*** Opening Supplied information ***
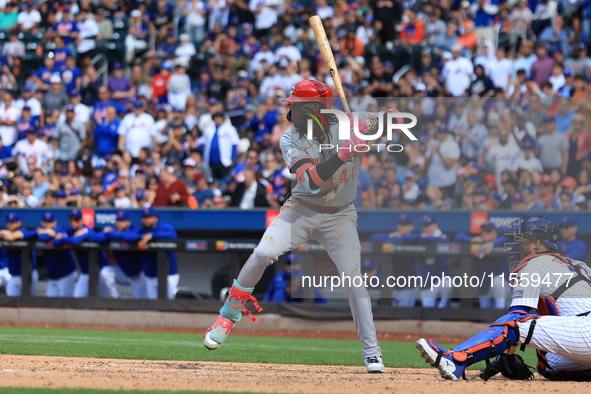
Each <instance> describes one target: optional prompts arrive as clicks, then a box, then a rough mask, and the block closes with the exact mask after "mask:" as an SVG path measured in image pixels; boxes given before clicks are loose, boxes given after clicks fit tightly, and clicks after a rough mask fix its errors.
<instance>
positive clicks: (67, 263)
mask: <svg viewBox="0 0 591 394" xmlns="http://www.w3.org/2000/svg"><path fill="white" fill-rule="evenodd" d="M64 234H65V231H64V230H63V229H62V228H61V227H60V226H58V225H57V220H56V219H55V216H54V215H53V213H51V212H46V213H44V214H43V217H42V219H41V228H39V229H38V230H37V239H39V241H41V242H51V243H53V241H54V240H55V239H59V238H62V237H63V236H64ZM43 258H44V261H45V269H46V270H47V278H48V279H49V280H48V283H47V291H46V296H47V297H72V296H73V295H74V286H75V284H76V279H77V278H78V269H77V267H76V262H75V261H74V257H73V256H72V253H71V252H70V251H69V250H66V249H53V250H50V249H48V250H45V251H44V252H43Z"/></svg>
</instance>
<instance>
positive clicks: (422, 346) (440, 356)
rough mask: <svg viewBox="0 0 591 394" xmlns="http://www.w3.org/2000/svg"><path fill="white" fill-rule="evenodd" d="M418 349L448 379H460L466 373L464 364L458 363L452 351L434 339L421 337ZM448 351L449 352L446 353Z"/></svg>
mask: <svg viewBox="0 0 591 394" xmlns="http://www.w3.org/2000/svg"><path fill="white" fill-rule="evenodd" d="M417 349H419V351H420V352H421V356H422V357H423V358H424V359H425V361H426V362H427V363H428V364H431V365H432V366H434V367H436V368H437V369H439V374H440V375H441V376H442V377H443V378H445V379H448V380H458V379H459V378H460V377H461V376H462V375H463V374H464V368H465V367H464V366H463V365H460V364H458V363H456V362H455V361H454V359H453V357H452V355H451V353H450V352H449V351H448V350H447V349H444V348H442V347H440V346H438V345H437V344H436V343H435V342H433V341H426V340H425V339H422V338H421V339H419V340H418V341H417ZM445 353H447V354H445Z"/></svg>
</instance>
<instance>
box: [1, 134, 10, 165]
mask: <svg viewBox="0 0 591 394" xmlns="http://www.w3.org/2000/svg"><path fill="white" fill-rule="evenodd" d="M12 158H13V154H12V147H10V146H4V144H3V143H2V138H0V161H2V162H4V160H6V159H8V160H7V161H11V160H12Z"/></svg>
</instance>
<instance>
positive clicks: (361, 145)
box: [337, 130, 369, 161]
mask: <svg viewBox="0 0 591 394" xmlns="http://www.w3.org/2000/svg"><path fill="white" fill-rule="evenodd" d="M360 131H361V130H360ZM368 150H369V146H368V145H367V143H366V142H365V140H362V139H361V138H359V137H357V136H356V135H355V133H351V139H350V140H347V141H345V142H343V143H342V144H341V146H340V147H339V148H338V153H337V156H338V157H339V159H341V160H342V161H348V160H349V159H350V158H351V157H353V156H354V155H355V154H356V153H359V152H367V151H368Z"/></svg>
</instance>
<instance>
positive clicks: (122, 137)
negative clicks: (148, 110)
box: [119, 100, 158, 160]
mask: <svg viewBox="0 0 591 394" xmlns="http://www.w3.org/2000/svg"><path fill="white" fill-rule="evenodd" d="M157 144H158V141H157V140H156V128H155V124H154V118H153V117H152V115H150V114H148V113H146V112H145V111H144V103H143V102H142V101H140V100H135V101H134V102H133V112H132V113H130V114H127V115H125V116H124V117H123V120H121V124H120V125H119V150H120V151H122V152H123V151H128V152H129V153H131V156H132V157H133V158H134V159H136V160H137V158H138V156H139V154H140V149H142V148H149V149H152V148H153V147H154V146H157Z"/></svg>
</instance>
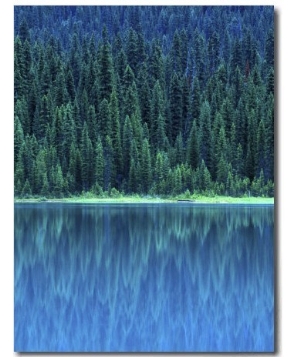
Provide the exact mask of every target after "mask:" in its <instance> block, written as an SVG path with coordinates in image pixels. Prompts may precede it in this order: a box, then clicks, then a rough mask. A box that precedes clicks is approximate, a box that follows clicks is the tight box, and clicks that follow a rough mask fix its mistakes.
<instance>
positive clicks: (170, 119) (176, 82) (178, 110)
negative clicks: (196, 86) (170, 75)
mask: <svg viewBox="0 0 300 357" xmlns="http://www.w3.org/2000/svg"><path fill="white" fill-rule="evenodd" d="M182 124H183V123H182V88H181V81H180V79H179V78H178V75H177V74H176V73H174V74H173V76H172V79H171V84H170V119H169V127H170V133H169V139H170V141H171V143H172V144H173V143H174V142H175V140H176V137H177V135H178V134H179V132H180V131H182V126H183V125H182Z"/></svg>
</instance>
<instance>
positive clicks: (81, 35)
mask: <svg viewBox="0 0 300 357" xmlns="http://www.w3.org/2000/svg"><path fill="white" fill-rule="evenodd" d="M87 8H88V7H87ZM120 9H121V8H120V7H108V8H107V9H106V12H103V9H102V8H101V7H99V8H97V9H96V8H95V11H96V12H97V13H98V14H99V18H101V21H100V22H101V26H102V33H101V29H100V31H99V22H97V24H96V21H88V22H87V21H86V18H87V17H84V16H87V15H84V14H85V11H86V9H84V8H83V9H81V10H80V11H77V10H74V11H75V14H73V15H72V16H74V18H72V21H68V19H71V18H70V17H69V16H70V14H69V13H68V11H69V10H67V9H65V10H64V11H65V13H64V15H63V18H66V21H65V24H64V26H63V27H62V26H61V23H59V24H58V22H57V18H55V15H54V14H52V12H48V11H44V10H43V9H41V11H40V16H41V19H39V21H38V22H39V23H40V25H39V26H40V27H41V28H40V27H37V26H36V24H35V23H34V22H33V21H32V20H31V19H32V14H31V11H32V7H20V9H19V7H18V9H16V12H15V13H16V18H17V26H16V35H15V39H14V169H15V170H14V189H15V195H16V196H18V197H21V196H23V197H31V196H34V195H42V196H44V197H64V196H70V195H79V194H82V195H84V196H85V197H88V196H89V197H91V196H92V195H96V196H97V197H115V198H117V197H120V196H121V195H123V194H128V193H131V194H133V195H134V194H140V195H148V194H151V195H178V197H185V198H188V197H193V195H210V196H213V195H218V194H226V195H231V196H244V195H246V196H272V195H274V24H273V21H274V19H273V14H272V11H271V9H263V10H259V9H256V8H253V9H252V10H251V11H252V12H253V13H251V14H250V13H249V10H248V9H245V10H244V11H243V12H240V11H239V10H238V9H235V7H231V8H230V9H229V8H226V7H224V9H223V8H219V7H216V8H214V7H212V8H210V10H209V16H208V12H207V14H206V15H205V19H204V20H203V21H199V16H202V15H203V13H202V10H201V7H186V8H185V14H186V17H185V18H184V19H185V22H186V26H185V28H182V26H181V25H179V24H182V20H183V18H182V16H181V14H180V11H175V9H174V8H172V7H159V8H155V7H142V8H138V9H137V8H136V7H128V9H126V11H125V12H124V13H123V14H122V17H124V18H123V20H122V21H123V25H122V26H123V27H122V28H121V27H120V24H119V23H118V16H119V15H120ZM56 11H57V13H60V11H62V10H61V9H60V8H59V7H57V8H56ZM223 11H224V12H223ZM53 13H54V12H53ZM100 15H101V16H100ZM148 15H149V16H148ZM223 15H224V16H223ZM53 16H54V18H53ZM82 16H83V17H82ZM237 16H238V17H239V18H240V20H241V23H242V24H243V27H242V28H239V27H238V26H236V21H235V20H236V19H237ZM58 17H59V16H58ZM256 17H257V21H256ZM61 18H62V17H61ZM154 18H155V19H156V20H157V21H153V19H154ZM51 19H52V20H54V22H55V24H58V26H59V27H58V30H57V31H56V32H53V31H52V30H51V29H50V27H49V26H48V25H47V24H49V23H50V22H51V21H52V20H51ZM208 19H209V21H208ZM253 19H254V20H253ZM77 20H78V21H77ZM227 20H228V26H227V27H226V28H225V27H224V26H223V25H222V24H223V22H224V21H227ZM102 23H103V25H102ZM71 24H72V25H71ZM74 24H75V25H74ZM258 24H259V26H258ZM29 25H30V26H29ZM72 26H73V27H72ZM74 26H75V27H74ZM121 30H122V32H121ZM70 33H72V35H71V36H70ZM121 192H122V193H121Z"/></svg>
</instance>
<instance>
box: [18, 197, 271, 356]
mask: <svg viewBox="0 0 300 357" xmlns="http://www.w3.org/2000/svg"><path fill="white" fill-rule="evenodd" d="M14 210H15V212H14V213H15V215H14V227H15V228H14V349H15V351H18V352H272V351H274V207H273V206H272V205H270V206H258V205H257V206H255V205H252V206H248V205H200V204H191V203H175V204H167V203H166V204H88V205H85V204H70V203H68V204H57V203H35V204H29V203H28V204H27V203H22V204H15V206H14Z"/></svg>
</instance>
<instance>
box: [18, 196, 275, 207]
mask: <svg viewBox="0 0 300 357" xmlns="http://www.w3.org/2000/svg"><path fill="white" fill-rule="evenodd" d="M14 203H81V204H95V203H99V204H114V203H124V204H130V203H132V204H137V203H156V204H157V203H179V204H180V203H184V204H224V205H226V204H250V205H252V204H253V205H255V204H256V205H263V204H265V205H274V197H230V196H216V197H207V196H201V197H195V198H193V197H190V198H181V197H178V198H177V197H174V198H158V197H136V196H124V197H118V198H112V197H107V198H102V197H80V196H79V197H68V198H67V197H65V198H48V199H47V198H41V197H40V198H16V199H14Z"/></svg>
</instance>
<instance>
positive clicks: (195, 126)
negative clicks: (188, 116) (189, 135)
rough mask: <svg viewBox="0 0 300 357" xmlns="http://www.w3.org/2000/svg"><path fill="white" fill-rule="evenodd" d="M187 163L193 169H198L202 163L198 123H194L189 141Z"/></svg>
mask: <svg viewBox="0 0 300 357" xmlns="http://www.w3.org/2000/svg"><path fill="white" fill-rule="evenodd" d="M187 162H188V163H189V165H191V167H192V169H194V170H195V169H196V168H197V167H198V166H199V163H200V154H199V135H198V129H197V126H196V121H195V120H194V121H193V125H192V130H191V132H190V136H189V140H188V157H187Z"/></svg>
*** Closing Supplied information ***
**About this exercise:**
Look over the entries above and count the lines where the word "image" appears, then report only that count.

**Solution to the problem:**
2